● **Exercise task**: Type every record exactly as it appears.

● **Given entries**:
<<<<

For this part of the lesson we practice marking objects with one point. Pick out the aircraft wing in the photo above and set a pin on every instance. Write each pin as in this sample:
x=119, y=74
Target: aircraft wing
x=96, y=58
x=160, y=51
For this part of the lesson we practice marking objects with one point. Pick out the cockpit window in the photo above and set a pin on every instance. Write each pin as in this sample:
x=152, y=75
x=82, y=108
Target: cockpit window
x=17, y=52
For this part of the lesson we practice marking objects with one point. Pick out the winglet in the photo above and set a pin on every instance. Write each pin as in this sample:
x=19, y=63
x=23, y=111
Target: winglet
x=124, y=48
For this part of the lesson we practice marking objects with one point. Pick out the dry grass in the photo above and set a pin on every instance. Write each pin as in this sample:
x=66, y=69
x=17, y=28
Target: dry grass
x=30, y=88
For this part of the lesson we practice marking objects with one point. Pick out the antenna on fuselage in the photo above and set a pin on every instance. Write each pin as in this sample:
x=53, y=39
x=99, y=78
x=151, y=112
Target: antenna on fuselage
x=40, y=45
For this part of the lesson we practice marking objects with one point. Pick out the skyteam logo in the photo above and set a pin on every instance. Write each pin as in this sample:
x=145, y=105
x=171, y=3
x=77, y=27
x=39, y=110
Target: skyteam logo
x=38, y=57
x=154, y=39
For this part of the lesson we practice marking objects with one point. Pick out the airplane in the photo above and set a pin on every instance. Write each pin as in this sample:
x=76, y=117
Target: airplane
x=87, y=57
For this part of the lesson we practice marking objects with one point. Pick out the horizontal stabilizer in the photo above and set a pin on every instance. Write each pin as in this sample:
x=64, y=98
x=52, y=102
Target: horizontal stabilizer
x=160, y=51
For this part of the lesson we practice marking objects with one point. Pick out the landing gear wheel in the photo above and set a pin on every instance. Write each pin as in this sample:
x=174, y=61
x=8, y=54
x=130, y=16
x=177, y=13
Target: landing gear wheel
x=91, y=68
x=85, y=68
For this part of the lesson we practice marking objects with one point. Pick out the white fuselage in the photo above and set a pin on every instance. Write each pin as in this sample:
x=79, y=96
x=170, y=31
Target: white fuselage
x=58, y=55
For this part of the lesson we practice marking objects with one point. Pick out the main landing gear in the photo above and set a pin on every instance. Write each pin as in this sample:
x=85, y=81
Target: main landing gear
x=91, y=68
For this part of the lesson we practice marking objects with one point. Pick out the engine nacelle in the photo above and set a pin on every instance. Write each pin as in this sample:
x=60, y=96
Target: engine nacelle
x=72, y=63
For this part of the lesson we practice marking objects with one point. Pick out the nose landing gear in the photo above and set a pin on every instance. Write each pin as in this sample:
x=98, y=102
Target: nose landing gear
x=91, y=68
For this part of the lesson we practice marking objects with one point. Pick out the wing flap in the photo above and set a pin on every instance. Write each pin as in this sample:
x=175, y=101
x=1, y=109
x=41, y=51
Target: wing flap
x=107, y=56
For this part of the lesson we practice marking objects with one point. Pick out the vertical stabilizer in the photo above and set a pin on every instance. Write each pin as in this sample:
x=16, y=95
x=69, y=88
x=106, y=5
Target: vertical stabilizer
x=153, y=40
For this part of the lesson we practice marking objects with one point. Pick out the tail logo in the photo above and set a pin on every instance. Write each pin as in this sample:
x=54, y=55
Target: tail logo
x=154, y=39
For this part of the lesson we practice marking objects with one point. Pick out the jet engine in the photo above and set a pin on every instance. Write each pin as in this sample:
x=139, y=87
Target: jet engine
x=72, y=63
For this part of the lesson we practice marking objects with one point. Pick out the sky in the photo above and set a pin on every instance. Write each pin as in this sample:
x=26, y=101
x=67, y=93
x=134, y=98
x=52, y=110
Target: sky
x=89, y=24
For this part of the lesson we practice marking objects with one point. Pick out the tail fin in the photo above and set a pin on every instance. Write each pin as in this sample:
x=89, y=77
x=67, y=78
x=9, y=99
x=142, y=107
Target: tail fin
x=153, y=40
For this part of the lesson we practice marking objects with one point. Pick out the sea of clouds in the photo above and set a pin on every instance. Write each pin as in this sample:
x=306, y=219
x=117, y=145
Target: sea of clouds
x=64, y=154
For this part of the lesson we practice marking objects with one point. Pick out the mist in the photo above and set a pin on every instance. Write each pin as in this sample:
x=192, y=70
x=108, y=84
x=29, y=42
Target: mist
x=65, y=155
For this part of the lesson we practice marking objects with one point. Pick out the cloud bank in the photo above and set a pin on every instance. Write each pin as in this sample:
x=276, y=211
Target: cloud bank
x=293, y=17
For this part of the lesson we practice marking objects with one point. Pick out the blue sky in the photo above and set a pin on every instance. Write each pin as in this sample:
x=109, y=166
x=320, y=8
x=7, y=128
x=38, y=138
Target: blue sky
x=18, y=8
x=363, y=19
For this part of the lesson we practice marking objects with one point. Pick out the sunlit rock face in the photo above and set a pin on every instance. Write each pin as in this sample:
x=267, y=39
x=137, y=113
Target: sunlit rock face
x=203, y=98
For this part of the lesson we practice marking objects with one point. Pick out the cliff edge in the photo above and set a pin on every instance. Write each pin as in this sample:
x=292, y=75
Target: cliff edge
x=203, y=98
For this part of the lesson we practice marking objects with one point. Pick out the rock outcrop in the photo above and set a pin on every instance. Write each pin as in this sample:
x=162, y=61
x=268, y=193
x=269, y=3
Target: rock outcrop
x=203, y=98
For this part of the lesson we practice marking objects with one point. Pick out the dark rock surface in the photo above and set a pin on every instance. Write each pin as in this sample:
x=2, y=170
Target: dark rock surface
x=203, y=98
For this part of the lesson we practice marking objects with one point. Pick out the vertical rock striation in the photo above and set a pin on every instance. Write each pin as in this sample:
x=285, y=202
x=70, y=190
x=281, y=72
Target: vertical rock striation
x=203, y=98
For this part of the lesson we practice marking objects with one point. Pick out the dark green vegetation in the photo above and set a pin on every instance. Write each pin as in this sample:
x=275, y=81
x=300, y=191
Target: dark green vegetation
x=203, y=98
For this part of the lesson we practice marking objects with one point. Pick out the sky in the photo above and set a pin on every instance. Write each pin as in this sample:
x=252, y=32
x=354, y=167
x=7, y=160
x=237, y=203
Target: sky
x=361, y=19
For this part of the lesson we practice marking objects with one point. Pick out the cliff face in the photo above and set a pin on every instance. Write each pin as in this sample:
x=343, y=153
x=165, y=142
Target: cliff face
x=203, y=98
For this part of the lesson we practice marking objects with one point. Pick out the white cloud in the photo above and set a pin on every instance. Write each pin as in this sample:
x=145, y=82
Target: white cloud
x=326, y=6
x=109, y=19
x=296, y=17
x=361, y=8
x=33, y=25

>>>>

● **Answer below**:
For this part of the lesson we practice marking objects with one point. Pick out the aircraft wing in the photo above and set a pin on every instance. Write each pin as in this sample:
x=119, y=74
Target: aircraft wing
x=96, y=58
x=160, y=51
For this part of the lesson we practice marking objects with one point. Pick out the cockpit window in the photo above and set a pin on every instance. Write each pin as in this sample:
x=152, y=75
x=82, y=108
Target: cockpit window
x=17, y=52
For this part of the lesson we practice marking objects with one point. Pick out the winglet in the photo above and set a pin on every instance. Write each pin as in this sample:
x=19, y=63
x=23, y=111
Target: winglet
x=124, y=48
For this part of the lesson we practice marking objects with one point. Pick out the dry grass in the photo above and set a pin on every instance. Write each pin as in this sample:
x=66, y=69
x=17, y=28
Target: dry grass
x=30, y=88
For this part of the lesson we practice marking objects with one point. Pick out the antenna on fuselage in the photo above and set a pin on every instance. Write each pin as in this sample:
x=53, y=39
x=99, y=78
x=151, y=112
Target: antenna on fuselage
x=40, y=45
For this part of the lesson we practice marking objects with one point. Pick out the skyteam logo in the photo above and set a pin on every instance. Write each pin as in this sample:
x=145, y=105
x=171, y=3
x=77, y=27
x=39, y=110
Target: skyteam logo
x=38, y=57
x=154, y=39
For this part of the lesson we practice marking objects with one point. Pick out the airplane in the photo above and set a pin on every instance. Write each pin as in this sample:
x=76, y=117
Target: airplane
x=87, y=57
For this part of the lesson we practice marking objects with one point. Pick out the horizontal stabilizer in the photo above and set a pin on every instance. Write each pin as in this sample:
x=64, y=98
x=52, y=102
Target: horizontal stabilizer
x=160, y=51
For this part of the lesson we practice marking objects with one point. Pick out the landing gear wheel in the photo above and set a pin on every instance. Write each pin as in this sample:
x=174, y=61
x=8, y=54
x=130, y=16
x=177, y=13
Target: landing gear wheel
x=91, y=68
x=85, y=68
For this part of the lesson we practice marking objects with one point. Pick out the white fuselage in the photo above and set a pin on every instance. Write each pin as in this sample:
x=79, y=96
x=170, y=31
Target: white fuselage
x=58, y=55
For this part of the lesson we practice marking objects with one point. Pick out the main landing gear in the photo above and set a pin on every instance. Write each pin as in this sample:
x=85, y=81
Target: main landing gear
x=91, y=68
For this part of the lesson we practice marking objects with one point. Pick out the engine nacelle in the photo above and set a pin on every instance. Write each pin as in this sample:
x=60, y=96
Target: engine nacelle
x=72, y=63
For this part of the lesson we practice marking objects with one point. Pick out the nose landing gear in the photo above and set a pin on every instance. Write each pin as in this sample:
x=98, y=102
Target: nose landing gear
x=91, y=68
For this part of the lesson we practice marking objects with one point. Pick out the wing flap in the photo above and set a pin on every instance. Write each pin as in this sample:
x=175, y=101
x=1, y=109
x=41, y=51
Target: wing flap
x=107, y=56
For this part of the lesson we practice marking objects with one point. Pick out the vertical stabilizer in the photo above and set a pin on every instance. Write each pin as in this sample:
x=16, y=95
x=69, y=88
x=106, y=5
Target: vertical stabilizer
x=153, y=40
For this part of the lesson we practice marking objects with one point. Pick out the tail logo in the photo above and set a pin on every instance. Write each pin as in this sample:
x=54, y=55
Target: tail logo
x=154, y=39
For this part of the lesson we practice marking objects with one point. Pick out the jet engine in the photo above and set a pin on every instance. Write each pin as in this sample:
x=139, y=87
Target: jet engine
x=72, y=63
For this part of the lesson we practice marking objects with one point. Pick out the sky in the photo above and set a pin on every instance. Write each pin as in this sample:
x=26, y=101
x=67, y=93
x=134, y=98
x=52, y=110
Target: sky
x=89, y=24
For this part of the lesson we practice marking objects with one point. Pick out the tail fin in the photo above and set a pin on every instance. Write each pin as in this sample:
x=89, y=77
x=67, y=78
x=9, y=99
x=142, y=107
Target: tail fin
x=153, y=40
For this part of the lesson we practice marking objects with one point. Pick out the sea of clouds in the photo above and set a pin on every instance. Write each pin as in this sample:
x=306, y=219
x=117, y=145
Target: sea of clouds
x=64, y=154
For this part of the lesson we practice marking objects with one point. Pick out the mist in the photo above and set a pin on every instance. Write each pin as in this sample:
x=192, y=70
x=108, y=84
x=29, y=42
Target: mist
x=65, y=155
For this part of the lesson we practice marking objects with one point. Pick out the cloud bank in the photo above and set a pin on every instance. Write each pin as in this sample:
x=276, y=211
Target: cloud bank
x=293, y=17
For this part of the lesson we practice marking objects with one point. Pick out the blue sky in the photo above and set a pin on every instance. Write each pin as in this sample:
x=109, y=166
x=320, y=8
x=7, y=128
x=38, y=138
Target: blue sky
x=18, y=8
x=363, y=19
For this part of the lesson we practice marking objects with one point. Pick out the sunlit rock face in the photo above and set a pin on every instance. Write each pin as in this sample:
x=267, y=39
x=137, y=113
Target: sunlit rock face
x=203, y=98
For this part of the lesson we practice marking objects with one point. Pick out the cliff edge in the photo above and set a pin on every instance. Write each pin as in this sample:
x=292, y=75
Target: cliff edge
x=203, y=98
For this part of the lesson we practice marking objects with one point. Pick out the rock outcrop in the photo above and set a pin on every instance. Write each pin as in this sample:
x=162, y=61
x=268, y=193
x=269, y=3
Target: rock outcrop
x=203, y=98
For this part of the lesson we practice marking objects with one point. Pick out the dark rock surface in the photo above and set a pin on every instance. Write each pin as in this sample:
x=2, y=170
Target: dark rock surface
x=203, y=98
For this part of the lesson we practice marking objects with one point. Pick out the vertical rock striation in the photo above and set a pin on every instance. Write each pin as in this sample:
x=285, y=202
x=70, y=190
x=281, y=72
Target: vertical rock striation
x=203, y=98
For this part of the lesson we practice marking objects with one point. Pick out the dark green vegetation in the photo above and set a pin on every instance. Write each pin as in this sample:
x=275, y=81
x=300, y=191
Target: dark green vegetation
x=203, y=98
For this part of the lesson we practice marking objects with one point. Pick out the sky in the photo above and set a pin on every instance. Write each pin as in this sample:
x=252, y=32
x=354, y=167
x=7, y=160
x=237, y=203
Target: sky
x=361, y=19
For this part of the lesson we practice marking objects with one point. Pick out the cliff face in the photo above and set a pin on every instance. Write each pin as in this sample:
x=343, y=153
x=165, y=142
Target: cliff face
x=203, y=98
For this part of the lesson we practice marking objects with one point. Pick out the white cloud in the photo above and set a pin on every instance. Write each pin as in this sample:
x=145, y=82
Target: white cloud
x=326, y=6
x=109, y=19
x=296, y=17
x=361, y=8
x=33, y=25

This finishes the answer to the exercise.